My Aryanpour lexicon also has شاید = perhaps. 

This is how these terms are used in Urdu too.

Yes, this is true and we of course use the Persian pronunciation in Urdu and this we've done in a recent thread!


----------



## marrish

In post 9 I gave one example for _magar_ as 'except', now I found one as an example of 'perhaps':

_اس بے درد شوہر نے میرے مگر اس کو گھر کے دروازے پر دیکھا۔
is be-dard shauhar ne mere magar us ko ghar ke darwaaze par dekhaa.

_"This feelingless husband of mine perhaps saw him at the door of the house."
_(Platts' grammar 1874 p.389)_​


----------



## Qureshpor

^ Thank you, for the example above. (I had a bit of trouble getting my head round this sentence because I was reading it "mere magar", which my Punjabi brain was converting to "mere piichhe"!). Then I thought of changing the word order to suit my thought process.

"is mere be-dard shauhar ne magar, us ko ghar ke darvaaze par dekhaa." 
I still think in this Ghalib shi3r "magar" implies "perhaps".

What you should do -> Continue the forum discussion about the Urdu word "magar" used in the sense of "perhaps," starting after its last sentence.

Data provided ->
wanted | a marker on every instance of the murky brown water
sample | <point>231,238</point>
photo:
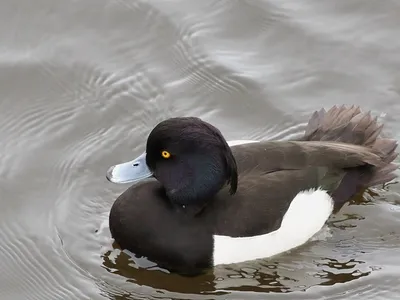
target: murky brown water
<point>83,82</point>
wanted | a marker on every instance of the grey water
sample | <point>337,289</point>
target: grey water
<point>83,82</point>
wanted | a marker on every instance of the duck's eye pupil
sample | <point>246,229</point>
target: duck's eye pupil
<point>165,154</point>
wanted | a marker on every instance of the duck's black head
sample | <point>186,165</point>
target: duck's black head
<point>190,158</point>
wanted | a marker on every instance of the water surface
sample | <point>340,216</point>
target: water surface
<point>83,82</point>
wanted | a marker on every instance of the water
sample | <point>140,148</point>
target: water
<point>83,82</point>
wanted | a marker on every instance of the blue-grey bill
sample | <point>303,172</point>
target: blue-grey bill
<point>129,172</point>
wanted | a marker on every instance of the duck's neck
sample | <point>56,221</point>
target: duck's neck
<point>203,177</point>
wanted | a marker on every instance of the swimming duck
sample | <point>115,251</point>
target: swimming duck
<point>200,201</point>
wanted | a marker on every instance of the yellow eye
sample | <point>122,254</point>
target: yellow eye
<point>166,154</point>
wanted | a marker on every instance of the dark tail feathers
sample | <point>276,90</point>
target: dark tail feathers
<point>350,125</point>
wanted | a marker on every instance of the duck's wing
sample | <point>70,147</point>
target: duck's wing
<point>274,156</point>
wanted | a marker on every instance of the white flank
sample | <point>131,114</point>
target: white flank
<point>305,217</point>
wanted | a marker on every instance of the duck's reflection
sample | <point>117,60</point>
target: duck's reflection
<point>283,275</point>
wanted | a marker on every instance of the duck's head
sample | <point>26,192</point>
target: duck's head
<point>189,157</point>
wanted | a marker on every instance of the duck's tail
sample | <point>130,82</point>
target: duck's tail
<point>350,125</point>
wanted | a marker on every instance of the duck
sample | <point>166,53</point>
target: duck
<point>197,201</point>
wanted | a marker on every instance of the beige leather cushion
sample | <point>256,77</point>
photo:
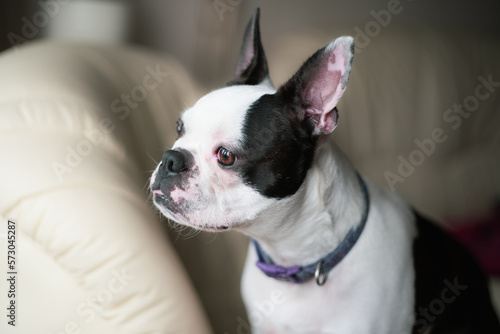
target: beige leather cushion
<point>401,87</point>
<point>91,252</point>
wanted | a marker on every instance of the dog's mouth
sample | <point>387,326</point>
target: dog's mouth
<point>180,213</point>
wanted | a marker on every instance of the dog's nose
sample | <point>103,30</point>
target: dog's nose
<point>174,161</point>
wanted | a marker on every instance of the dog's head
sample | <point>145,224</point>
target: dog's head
<point>242,148</point>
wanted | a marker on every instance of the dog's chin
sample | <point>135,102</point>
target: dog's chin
<point>176,214</point>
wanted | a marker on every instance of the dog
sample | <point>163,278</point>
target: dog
<point>335,251</point>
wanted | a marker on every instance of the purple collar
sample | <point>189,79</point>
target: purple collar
<point>319,269</point>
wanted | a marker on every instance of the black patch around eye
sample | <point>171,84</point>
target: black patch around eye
<point>278,148</point>
<point>180,128</point>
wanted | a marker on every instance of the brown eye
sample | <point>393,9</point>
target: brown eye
<point>225,157</point>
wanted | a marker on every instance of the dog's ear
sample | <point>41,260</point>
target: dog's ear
<point>252,64</point>
<point>319,84</point>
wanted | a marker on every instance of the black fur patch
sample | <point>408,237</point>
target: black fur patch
<point>278,148</point>
<point>451,291</point>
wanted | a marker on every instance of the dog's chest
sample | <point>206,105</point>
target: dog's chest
<point>370,291</point>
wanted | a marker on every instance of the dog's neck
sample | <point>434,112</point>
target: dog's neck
<point>301,229</point>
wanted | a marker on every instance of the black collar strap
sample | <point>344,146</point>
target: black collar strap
<point>321,268</point>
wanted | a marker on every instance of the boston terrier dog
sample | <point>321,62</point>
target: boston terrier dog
<point>334,252</point>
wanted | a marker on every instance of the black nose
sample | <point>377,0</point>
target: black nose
<point>174,161</point>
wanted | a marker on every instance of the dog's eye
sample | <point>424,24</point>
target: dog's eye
<point>180,128</point>
<point>225,157</point>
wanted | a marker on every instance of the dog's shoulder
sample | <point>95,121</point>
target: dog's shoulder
<point>450,289</point>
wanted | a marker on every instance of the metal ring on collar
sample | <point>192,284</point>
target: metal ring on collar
<point>320,277</point>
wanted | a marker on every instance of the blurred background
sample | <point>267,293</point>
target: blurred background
<point>416,61</point>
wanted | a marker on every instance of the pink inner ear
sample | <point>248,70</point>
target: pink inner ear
<point>325,88</point>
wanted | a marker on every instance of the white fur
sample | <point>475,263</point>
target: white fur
<point>369,291</point>
<point>216,196</point>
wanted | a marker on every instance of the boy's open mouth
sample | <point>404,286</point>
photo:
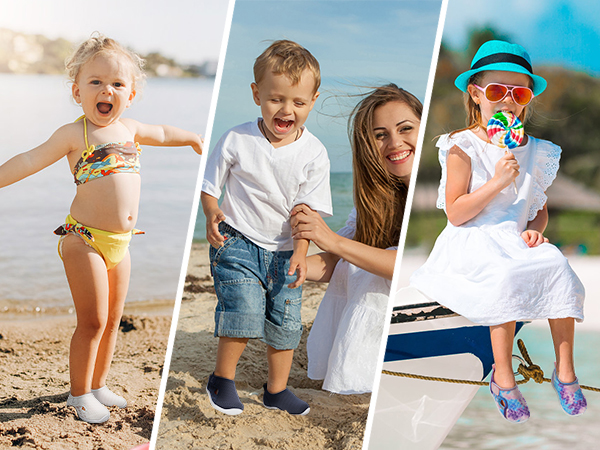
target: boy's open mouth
<point>104,108</point>
<point>399,156</point>
<point>283,126</point>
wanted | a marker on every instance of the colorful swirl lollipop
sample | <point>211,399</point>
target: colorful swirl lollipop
<point>505,130</point>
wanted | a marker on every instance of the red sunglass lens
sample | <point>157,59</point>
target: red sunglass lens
<point>522,96</point>
<point>495,92</point>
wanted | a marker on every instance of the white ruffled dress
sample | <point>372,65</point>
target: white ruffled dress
<point>344,341</point>
<point>483,269</point>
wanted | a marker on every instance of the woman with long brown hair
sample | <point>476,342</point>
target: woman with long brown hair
<point>358,260</point>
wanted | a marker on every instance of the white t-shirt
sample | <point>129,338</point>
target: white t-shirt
<point>263,183</point>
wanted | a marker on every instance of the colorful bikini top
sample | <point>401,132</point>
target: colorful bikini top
<point>98,161</point>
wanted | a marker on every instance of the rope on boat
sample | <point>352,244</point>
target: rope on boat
<point>528,372</point>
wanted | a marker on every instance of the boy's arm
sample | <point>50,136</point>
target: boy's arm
<point>27,163</point>
<point>320,267</point>
<point>164,135</point>
<point>298,262</point>
<point>214,215</point>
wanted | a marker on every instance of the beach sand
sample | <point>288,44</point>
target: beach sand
<point>34,351</point>
<point>188,420</point>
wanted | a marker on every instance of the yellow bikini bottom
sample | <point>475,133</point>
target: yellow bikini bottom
<point>111,246</point>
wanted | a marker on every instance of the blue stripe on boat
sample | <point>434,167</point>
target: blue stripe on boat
<point>449,341</point>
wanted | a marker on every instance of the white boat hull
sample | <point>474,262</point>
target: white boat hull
<point>418,414</point>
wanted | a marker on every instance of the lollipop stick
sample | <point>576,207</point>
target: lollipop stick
<point>514,181</point>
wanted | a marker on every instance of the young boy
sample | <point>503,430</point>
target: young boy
<point>268,166</point>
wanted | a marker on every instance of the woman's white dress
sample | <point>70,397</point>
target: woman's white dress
<point>343,345</point>
<point>483,269</point>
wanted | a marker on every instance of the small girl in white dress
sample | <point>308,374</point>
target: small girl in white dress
<point>492,263</point>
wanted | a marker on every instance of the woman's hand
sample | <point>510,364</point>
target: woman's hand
<point>533,238</point>
<point>308,224</point>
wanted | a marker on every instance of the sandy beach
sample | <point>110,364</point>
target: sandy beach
<point>188,420</point>
<point>34,370</point>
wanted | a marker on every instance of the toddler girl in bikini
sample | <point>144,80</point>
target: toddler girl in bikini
<point>103,151</point>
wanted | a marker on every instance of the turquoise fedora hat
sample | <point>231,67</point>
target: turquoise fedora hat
<point>503,56</point>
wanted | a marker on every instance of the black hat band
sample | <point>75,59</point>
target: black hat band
<point>503,57</point>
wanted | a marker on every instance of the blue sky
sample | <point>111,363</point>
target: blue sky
<point>554,32</point>
<point>357,43</point>
<point>186,30</point>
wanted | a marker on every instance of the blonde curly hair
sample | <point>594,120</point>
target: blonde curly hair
<point>98,44</point>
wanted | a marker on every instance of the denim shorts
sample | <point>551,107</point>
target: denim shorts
<point>254,300</point>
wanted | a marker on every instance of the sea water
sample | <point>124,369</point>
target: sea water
<point>33,107</point>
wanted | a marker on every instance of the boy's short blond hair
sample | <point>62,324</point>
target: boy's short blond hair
<point>288,58</point>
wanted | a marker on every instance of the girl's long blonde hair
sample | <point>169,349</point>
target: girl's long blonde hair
<point>379,196</point>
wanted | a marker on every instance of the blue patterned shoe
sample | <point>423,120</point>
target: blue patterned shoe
<point>510,402</point>
<point>570,396</point>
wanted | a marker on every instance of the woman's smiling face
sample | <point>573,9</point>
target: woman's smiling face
<point>396,129</point>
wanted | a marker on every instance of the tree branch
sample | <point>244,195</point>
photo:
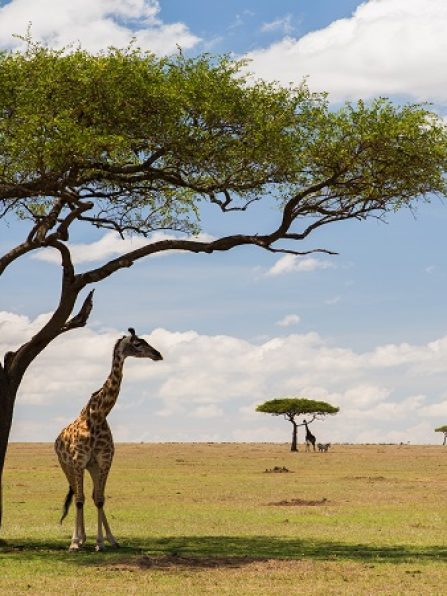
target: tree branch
<point>81,318</point>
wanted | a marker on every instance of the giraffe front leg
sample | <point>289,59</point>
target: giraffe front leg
<point>79,537</point>
<point>109,534</point>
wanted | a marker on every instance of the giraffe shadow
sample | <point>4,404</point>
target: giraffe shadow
<point>217,551</point>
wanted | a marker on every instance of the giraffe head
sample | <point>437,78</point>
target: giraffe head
<point>132,345</point>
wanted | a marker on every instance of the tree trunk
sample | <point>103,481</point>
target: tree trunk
<point>294,445</point>
<point>7,399</point>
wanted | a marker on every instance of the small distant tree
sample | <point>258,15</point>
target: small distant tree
<point>442,429</point>
<point>291,408</point>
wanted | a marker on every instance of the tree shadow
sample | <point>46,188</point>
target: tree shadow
<point>217,551</point>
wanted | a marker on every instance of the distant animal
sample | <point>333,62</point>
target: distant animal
<point>310,439</point>
<point>87,443</point>
<point>323,446</point>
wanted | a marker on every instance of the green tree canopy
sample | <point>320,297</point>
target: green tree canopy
<point>131,142</point>
<point>291,408</point>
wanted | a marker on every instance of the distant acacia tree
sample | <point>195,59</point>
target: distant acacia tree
<point>131,142</point>
<point>291,408</point>
<point>442,429</point>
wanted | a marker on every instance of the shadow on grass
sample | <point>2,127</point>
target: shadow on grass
<point>217,551</point>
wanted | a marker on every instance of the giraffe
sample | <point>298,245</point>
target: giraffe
<point>87,443</point>
<point>310,438</point>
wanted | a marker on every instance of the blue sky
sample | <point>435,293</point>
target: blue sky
<point>365,330</point>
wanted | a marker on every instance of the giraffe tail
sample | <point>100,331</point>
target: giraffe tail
<point>67,503</point>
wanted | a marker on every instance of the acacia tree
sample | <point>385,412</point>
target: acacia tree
<point>130,142</point>
<point>292,407</point>
<point>442,429</point>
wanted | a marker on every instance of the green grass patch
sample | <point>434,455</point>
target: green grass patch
<point>199,518</point>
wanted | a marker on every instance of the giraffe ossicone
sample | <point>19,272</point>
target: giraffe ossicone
<point>87,443</point>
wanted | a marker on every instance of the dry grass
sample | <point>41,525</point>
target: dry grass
<point>203,518</point>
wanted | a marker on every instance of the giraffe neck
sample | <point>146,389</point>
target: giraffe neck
<point>103,400</point>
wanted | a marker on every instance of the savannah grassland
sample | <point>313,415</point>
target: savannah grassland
<point>208,518</point>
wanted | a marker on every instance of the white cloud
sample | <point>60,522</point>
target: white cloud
<point>288,320</point>
<point>386,47</point>
<point>95,24</point>
<point>294,263</point>
<point>383,394</point>
<point>333,300</point>
<point>283,24</point>
<point>108,246</point>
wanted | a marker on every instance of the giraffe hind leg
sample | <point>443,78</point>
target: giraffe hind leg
<point>79,536</point>
<point>99,478</point>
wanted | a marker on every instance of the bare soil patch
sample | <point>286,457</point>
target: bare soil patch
<point>301,503</point>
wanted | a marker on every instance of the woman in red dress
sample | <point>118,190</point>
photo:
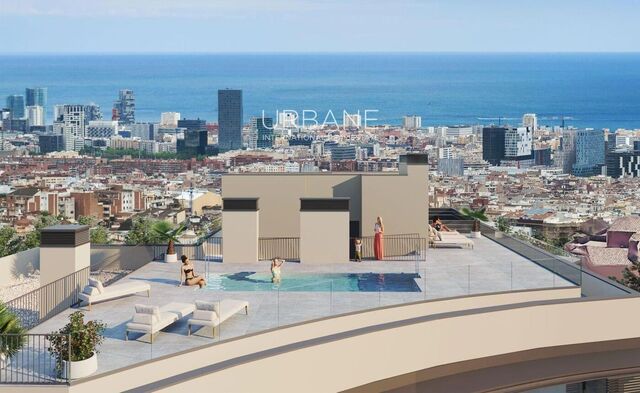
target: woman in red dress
<point>378,247</point>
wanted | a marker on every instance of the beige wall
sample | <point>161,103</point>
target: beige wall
<point>400,198</point>
<point>401,201</point>
<point>24,262</point>
<point>58,262</point>
<point>324,237</point>
<point>369,350</point>
<point>241,236</point>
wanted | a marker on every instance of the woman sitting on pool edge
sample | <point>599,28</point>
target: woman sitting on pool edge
<point>188,275</point>
<point>275,270</point>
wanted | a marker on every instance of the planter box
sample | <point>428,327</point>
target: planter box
<point>80,369</point>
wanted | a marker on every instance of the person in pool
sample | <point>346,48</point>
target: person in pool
<point>276,263</point>
<point>188,275</point>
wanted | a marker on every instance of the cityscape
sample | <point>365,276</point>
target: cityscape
<point>234,197</point>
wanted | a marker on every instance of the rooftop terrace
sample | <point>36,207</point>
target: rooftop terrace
<point>489,267</point>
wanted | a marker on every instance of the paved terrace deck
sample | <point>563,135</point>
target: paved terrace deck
<point>447,272</point>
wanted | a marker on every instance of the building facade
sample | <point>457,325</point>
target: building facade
<point>229,119</point>
<point>125,107</point>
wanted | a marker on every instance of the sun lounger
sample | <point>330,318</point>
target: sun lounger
<point>96,292</point>
<point>448,239</point>
<point>152,319</point>
<point>212,314</point>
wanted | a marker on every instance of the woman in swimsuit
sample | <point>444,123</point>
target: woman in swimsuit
<point>188,275</point>
<point>275,270</point>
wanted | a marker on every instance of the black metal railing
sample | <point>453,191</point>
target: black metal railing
<point>30,361</point>
<point>562,265</point>
<point>37,306</point>
<point>279,247</point>
<point>408,247</point>
<point>209,249</point>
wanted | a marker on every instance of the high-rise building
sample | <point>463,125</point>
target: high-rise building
<point>287,119</point>
<point>582,152</point>
<point>50,142</point>
<point>73,127</point>
<point>169,119</point>
<point>623,163</point>
<point>518,143</point>
<point>144,131</point>
<point>195,139</point>
<point>15,104</point>
<point>101,128</point>
<point>351,120</point>
<point>530,120</point>
<point>35,116</point>
<point>343,152</point>
<point>36,96</point>
<point>229,119</point>
<point>412,122</point>
<point>451,166</point>
<point>262,129</point>
<point>493,139</point>
<point>125,107</point>
<point>92,112</point>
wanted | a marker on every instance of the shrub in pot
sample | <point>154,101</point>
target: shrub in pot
<point>12,335</point>
<point>75,346</point>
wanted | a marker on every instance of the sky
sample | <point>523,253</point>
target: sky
<point>138,26</point>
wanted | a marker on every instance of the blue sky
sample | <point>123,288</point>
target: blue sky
<point>319,26</point>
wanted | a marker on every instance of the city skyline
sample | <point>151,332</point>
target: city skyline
<point>430,26</point>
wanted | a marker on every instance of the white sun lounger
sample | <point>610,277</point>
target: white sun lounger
<point>152,319</point>
<point>448,239</point>
<point>212,314</point>
<point>96,292</point>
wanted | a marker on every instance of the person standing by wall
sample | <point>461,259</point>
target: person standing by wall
<point>378,246</point>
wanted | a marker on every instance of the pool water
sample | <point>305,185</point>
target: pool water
<point>318,282</point>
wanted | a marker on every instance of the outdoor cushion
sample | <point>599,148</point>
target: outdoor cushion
<point>96,284</point>
<point>204,315</point>
<point>91,291</point>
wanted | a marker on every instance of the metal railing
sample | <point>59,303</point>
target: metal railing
<point>31,361</point>
<point>37,306</point>
<point>279,247</point>
<point>563,265</point>
<point>209,250</point>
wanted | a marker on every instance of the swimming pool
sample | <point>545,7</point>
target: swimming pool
<point>317,282</point>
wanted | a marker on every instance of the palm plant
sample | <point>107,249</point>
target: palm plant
<point>475,214</point>
<point>12,334</point>
<point>166,232</point>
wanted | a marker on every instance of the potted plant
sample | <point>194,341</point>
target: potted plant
<point>12,336</point>
<point>476,216</point>
<point>502,226</point>
<point>75,346</point>
<point>166,232</point>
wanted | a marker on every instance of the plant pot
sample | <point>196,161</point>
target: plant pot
<point>80,369</point>
<point>4,361</point>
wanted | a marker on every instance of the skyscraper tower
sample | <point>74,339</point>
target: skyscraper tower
<point>36,96</point>
<point>230,119</point>
<point>126,107</point>
<point>15,104</point>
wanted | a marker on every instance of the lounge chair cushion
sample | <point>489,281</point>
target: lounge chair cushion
<point>204,315</point>
<point>205,306</point>
<point>91,291</point>
<point>96,284</point>
<point>144,309</point>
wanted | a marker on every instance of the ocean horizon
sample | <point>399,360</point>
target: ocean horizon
<point>600,90</point>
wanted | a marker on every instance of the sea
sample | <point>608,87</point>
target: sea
<point>580,89</point>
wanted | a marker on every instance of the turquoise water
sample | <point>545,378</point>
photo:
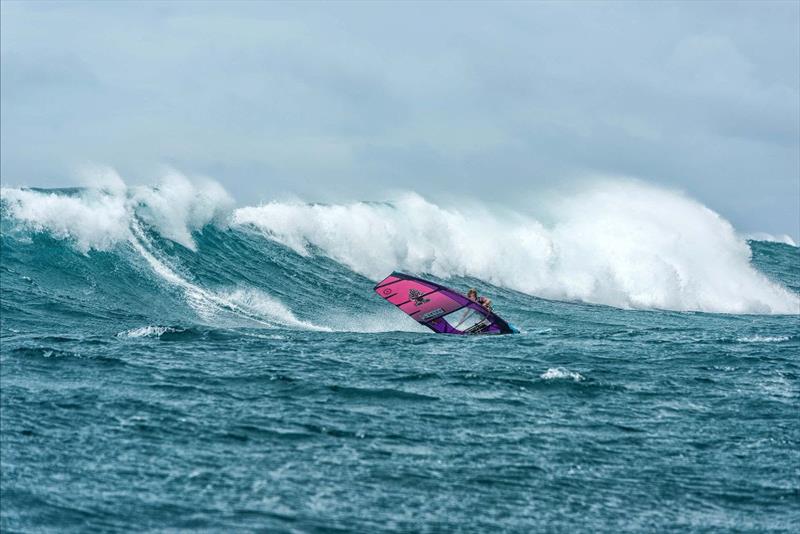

Task answer ->
​phir tire kuuche ko jaataa hai xayaal
dil-i-gum-gashtah magar yaad aayaa


----------



## marrish

You're welcome. I can understand that the position of mere in this sentence can bring about a comic effect to a multilingual mind 
Since I haven't commented on ''_magar_'' in this Ghalib couplet, let me do it now, for whatever it is worth.

The first hemistich employs the subject _xayaal_ and the predicate is _jaataa hae _while the second one _dil-e-gum-gashtah_ and _yaad aayaa_ respectively.

_jaataa hae_ is ind. pres. simple; _yaad_ _aayaa_ is ind. past simple.

Hence, I'm tended to understand the whole not as a conditional formation but as a statement thoroughly in the indicative mode and accordingly to this precept ascribe the appropriate sense to ''_magar_'':

1) Once again my thought goes towards your lane
(It's) perhaps (because) I remembered my heart that went missing there

If one went along with post #10, it would be:

2) My thought would go towards your lane again
Except for the fact that I recalled my heart that went missing there.

3) Otherwise, 'my thought goes towards your lane again
but I recalled my heart that went missing there' - keeping up with the indicative.

Now, what do the last two interpretations imply is not obvious: had my heart not been lost there my thought would have gone to the lane where you live is not my favourite as it does not create any idea (but please correct me).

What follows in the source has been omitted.